▶ [TEXT SHOWN]
☆ ☆ ☆

The NCB was willing to spend public money defending a case that was indefensible. I want that put on records an illustration of the NCB's mind in Scotland. If the Minister wants to enhance his reputation and that of the coal industry in Scotland, he should take urgent steps to wipe the slate clean. My constituent fears that there is the danger that, having got the offer of reinstatement, he will return to the colliery, Comrie, and find that it is under threat of closure. Those who have knowledge of the mining industry know that if there is no redevelopment, the colliery is almost certain to be scheduled for closure.

The Minister ought to take urgent steps to put the record straight with regard to victimised miners. He ought to give an assurance to the Scottish mining industry that there will be adequate capital development and security of employment for miners in my area and throughout Scotland.

12.25 am
Mr. Ron Davies (Caerphilly)

I wish to raise a constituency problem which is related to the orders that we are discussing tonight. It concerns a group of employees who were formerly employed by the National Coal Board but who are now employed by an engineering company which is a subsidiary of the NCB — the Tredomen Engineering Works at Ystrad Mynach.

I have been chasing the Minister, his predecessor the Secretary of State, the NCB, the area director and the chairman of the NCB to get some satisfaction for hundreds of miners who have been made redundant due to the decline of the coal industry, and many of whom have been denied payment from the redundant mineworkers payments scheme even though they are entitled to payment from the mineworkers pension scheme. In 1983 I asked the Minister's predecessor whether he would consider making provision for the payment of the RMPS to employees of Tredomen. In reply, he said that Tredomen, though a wholly-owned subsidiary of the National Coal Board, was a limited company engaged in the manufacture of specialised mining equipment not only for the board but for other organisations, and that it was not the kind of establishment providing services ancillary to collieries for which the RMPS was designed. The Minister said that the answer was no for three reasons: first, that the company was a wholly-owned subsidiary of the NCB and it was a limited company; secondly, that the company did not manufacture exclusively for the board and, thirdly, that it was not the type of establishment for which the RMPS was designed. Yet on page 14 of these orders it is made clear that the orders apply to people employed not only directly by the board but by its subsidiaries.

I have confirmation from Mr. Ian MacGregor, the chairman of the NCB, that for the past eight years the Tredomen Engineering Company did between 95 and 98 per cent. of its work directly for the NCB. If that is not working exclusively for the NCB, I do not know what is.

☆ ☆ ☆

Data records
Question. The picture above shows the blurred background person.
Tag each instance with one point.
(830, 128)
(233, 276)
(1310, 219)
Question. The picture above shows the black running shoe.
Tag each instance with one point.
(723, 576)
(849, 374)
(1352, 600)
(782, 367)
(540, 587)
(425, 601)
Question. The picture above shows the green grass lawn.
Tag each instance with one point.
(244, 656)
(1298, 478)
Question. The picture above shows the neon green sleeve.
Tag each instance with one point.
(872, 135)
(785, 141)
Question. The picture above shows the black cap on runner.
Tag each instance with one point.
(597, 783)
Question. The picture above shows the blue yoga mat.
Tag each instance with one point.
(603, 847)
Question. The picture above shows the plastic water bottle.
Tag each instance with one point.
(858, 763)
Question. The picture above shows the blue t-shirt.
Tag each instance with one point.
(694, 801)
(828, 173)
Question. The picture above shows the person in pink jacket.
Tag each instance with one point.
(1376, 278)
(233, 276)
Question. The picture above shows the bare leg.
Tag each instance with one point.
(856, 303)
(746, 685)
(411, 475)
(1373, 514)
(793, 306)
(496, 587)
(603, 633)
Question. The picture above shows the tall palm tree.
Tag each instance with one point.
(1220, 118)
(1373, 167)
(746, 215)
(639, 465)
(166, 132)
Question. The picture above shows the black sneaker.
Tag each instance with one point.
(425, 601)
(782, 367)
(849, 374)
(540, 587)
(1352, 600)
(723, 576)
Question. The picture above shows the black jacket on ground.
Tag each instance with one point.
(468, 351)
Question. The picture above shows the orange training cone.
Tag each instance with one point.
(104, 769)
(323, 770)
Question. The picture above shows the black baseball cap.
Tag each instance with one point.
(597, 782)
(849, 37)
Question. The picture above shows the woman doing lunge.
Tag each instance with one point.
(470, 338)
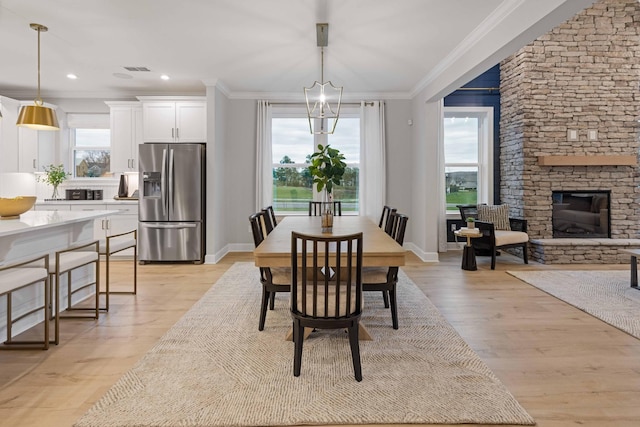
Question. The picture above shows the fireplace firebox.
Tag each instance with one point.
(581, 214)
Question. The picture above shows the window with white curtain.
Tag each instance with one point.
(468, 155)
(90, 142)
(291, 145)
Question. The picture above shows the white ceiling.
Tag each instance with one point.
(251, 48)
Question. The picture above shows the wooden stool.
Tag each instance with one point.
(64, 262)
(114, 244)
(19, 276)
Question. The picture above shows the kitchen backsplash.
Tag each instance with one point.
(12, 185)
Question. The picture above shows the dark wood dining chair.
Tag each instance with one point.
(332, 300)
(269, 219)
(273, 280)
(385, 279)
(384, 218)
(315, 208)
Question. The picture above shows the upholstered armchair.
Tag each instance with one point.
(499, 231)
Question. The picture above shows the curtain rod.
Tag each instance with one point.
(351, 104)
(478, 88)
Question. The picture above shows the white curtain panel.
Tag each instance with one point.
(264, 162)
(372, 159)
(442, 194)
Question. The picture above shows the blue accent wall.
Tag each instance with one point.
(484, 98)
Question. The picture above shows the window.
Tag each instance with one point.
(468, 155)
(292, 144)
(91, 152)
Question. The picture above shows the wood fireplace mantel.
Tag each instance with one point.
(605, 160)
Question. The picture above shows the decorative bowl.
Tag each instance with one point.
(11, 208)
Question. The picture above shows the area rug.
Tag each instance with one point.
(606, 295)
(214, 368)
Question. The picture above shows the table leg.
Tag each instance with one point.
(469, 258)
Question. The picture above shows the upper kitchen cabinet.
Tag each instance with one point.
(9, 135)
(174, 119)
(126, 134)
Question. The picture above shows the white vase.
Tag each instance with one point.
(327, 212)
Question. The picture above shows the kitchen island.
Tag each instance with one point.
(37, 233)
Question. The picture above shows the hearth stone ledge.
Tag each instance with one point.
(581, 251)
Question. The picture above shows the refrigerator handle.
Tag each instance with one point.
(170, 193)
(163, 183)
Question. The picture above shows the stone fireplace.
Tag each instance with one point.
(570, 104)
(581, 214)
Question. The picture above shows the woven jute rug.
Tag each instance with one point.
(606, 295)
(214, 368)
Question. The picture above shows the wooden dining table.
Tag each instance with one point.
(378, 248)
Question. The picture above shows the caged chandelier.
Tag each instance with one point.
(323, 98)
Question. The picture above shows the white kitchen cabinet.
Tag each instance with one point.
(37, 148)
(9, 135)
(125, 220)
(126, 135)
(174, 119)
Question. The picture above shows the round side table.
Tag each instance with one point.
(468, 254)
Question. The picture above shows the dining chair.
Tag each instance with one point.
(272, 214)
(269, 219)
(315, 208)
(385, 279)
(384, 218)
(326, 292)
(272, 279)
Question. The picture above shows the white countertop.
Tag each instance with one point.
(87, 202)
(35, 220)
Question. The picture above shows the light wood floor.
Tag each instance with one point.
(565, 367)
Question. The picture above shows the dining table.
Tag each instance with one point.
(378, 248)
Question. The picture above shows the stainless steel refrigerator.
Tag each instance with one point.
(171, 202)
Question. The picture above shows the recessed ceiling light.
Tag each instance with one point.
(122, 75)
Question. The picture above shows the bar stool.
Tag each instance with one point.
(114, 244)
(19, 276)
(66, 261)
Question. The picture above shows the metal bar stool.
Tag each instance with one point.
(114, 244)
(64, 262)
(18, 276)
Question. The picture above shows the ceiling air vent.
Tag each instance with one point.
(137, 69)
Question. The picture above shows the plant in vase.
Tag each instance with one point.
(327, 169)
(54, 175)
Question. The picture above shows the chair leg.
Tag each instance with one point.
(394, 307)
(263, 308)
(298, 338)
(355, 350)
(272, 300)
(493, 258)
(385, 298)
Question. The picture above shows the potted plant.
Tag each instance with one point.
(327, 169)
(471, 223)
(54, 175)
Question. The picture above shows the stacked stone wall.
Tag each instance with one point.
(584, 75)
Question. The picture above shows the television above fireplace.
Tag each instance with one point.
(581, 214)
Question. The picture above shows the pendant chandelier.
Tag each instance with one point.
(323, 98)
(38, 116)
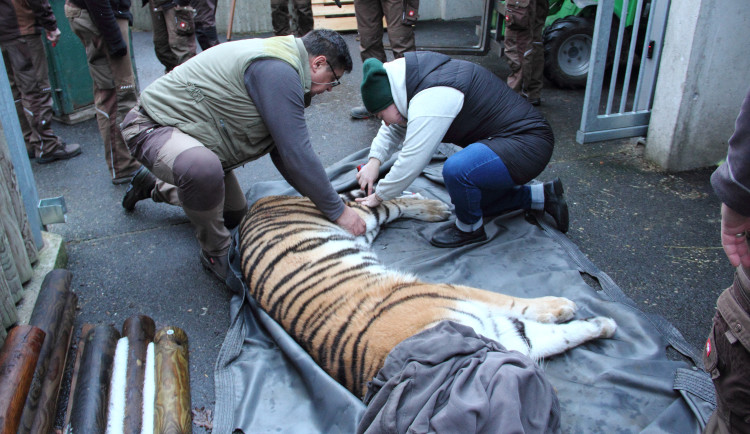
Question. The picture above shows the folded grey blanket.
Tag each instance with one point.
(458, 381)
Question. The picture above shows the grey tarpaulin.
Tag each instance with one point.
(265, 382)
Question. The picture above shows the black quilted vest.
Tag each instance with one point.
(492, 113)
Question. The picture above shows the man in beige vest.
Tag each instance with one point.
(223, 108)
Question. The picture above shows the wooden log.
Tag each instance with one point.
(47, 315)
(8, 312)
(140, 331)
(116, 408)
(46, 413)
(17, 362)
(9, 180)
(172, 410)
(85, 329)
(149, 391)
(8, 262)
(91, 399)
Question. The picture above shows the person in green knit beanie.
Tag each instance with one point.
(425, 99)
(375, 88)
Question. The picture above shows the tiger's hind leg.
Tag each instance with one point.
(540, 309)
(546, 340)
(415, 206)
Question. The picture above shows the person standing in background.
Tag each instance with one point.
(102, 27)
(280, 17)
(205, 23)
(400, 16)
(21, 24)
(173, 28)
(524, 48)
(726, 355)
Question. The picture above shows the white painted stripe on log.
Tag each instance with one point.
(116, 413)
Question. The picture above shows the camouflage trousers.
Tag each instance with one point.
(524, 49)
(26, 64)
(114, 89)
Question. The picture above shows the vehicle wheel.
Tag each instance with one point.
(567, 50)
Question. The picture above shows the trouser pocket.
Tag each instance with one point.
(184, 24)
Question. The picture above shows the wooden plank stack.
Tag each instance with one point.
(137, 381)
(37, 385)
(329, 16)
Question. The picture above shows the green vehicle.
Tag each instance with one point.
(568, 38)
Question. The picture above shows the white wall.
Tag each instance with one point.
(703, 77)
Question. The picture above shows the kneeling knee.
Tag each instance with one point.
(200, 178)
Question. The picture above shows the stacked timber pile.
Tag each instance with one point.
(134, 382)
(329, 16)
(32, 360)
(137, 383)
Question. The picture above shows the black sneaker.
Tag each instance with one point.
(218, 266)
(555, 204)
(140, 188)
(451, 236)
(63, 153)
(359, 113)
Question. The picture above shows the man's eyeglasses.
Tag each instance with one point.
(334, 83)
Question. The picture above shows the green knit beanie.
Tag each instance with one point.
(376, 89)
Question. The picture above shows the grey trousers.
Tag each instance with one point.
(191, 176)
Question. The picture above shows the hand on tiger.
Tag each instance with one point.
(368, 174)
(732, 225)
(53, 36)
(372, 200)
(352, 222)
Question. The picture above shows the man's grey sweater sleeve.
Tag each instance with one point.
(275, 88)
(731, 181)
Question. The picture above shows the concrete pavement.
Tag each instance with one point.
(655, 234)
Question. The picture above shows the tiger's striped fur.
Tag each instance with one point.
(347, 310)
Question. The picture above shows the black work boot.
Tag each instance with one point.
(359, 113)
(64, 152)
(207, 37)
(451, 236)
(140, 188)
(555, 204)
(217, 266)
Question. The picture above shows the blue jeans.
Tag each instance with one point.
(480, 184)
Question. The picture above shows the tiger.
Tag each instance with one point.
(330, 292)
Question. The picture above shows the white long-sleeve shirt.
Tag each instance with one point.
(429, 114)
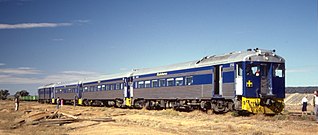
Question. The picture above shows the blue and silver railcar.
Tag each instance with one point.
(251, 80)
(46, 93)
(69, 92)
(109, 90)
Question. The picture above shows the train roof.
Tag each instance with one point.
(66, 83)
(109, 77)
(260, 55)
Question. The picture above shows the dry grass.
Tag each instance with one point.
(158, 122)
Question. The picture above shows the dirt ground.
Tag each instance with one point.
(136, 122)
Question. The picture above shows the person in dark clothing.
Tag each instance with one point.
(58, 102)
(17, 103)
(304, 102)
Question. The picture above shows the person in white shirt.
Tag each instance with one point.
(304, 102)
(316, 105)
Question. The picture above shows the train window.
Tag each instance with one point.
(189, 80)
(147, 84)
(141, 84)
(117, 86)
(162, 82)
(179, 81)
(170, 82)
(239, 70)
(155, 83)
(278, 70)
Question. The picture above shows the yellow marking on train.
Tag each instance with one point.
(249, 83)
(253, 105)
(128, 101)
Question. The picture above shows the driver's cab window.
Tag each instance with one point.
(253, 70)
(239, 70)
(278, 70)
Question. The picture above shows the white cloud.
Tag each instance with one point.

☆ ☆ ☆

▶ [STATED TASK] In the coal industry debate, what share of the Tredomen Engineering Company's work went directly to the NCB over the past eight years? These rows have no connection to the coal industry debate.

▶ [THE COMPLETED TASK] Between 95 and 98 percent.